▶ **TASK**
Reproduce the lines of the records below word for word.

Point placement records:

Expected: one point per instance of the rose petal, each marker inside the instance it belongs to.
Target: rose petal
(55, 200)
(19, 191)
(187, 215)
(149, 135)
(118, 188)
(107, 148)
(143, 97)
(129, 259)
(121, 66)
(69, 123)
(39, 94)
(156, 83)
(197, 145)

▶ **ANSWER IN FULL**
Expected: one point per instance of the rose petal, each marker inside the instance it belongs to.
Target: rose petal
(55, 200)
(19, 191)
(187, 215)
(149, 135)
(118, 188)
(107, 148)
(143, 97)
(129, 259)
(121, 66)
(69, 123)
(39, 94)
(156, 83)
(197, 145)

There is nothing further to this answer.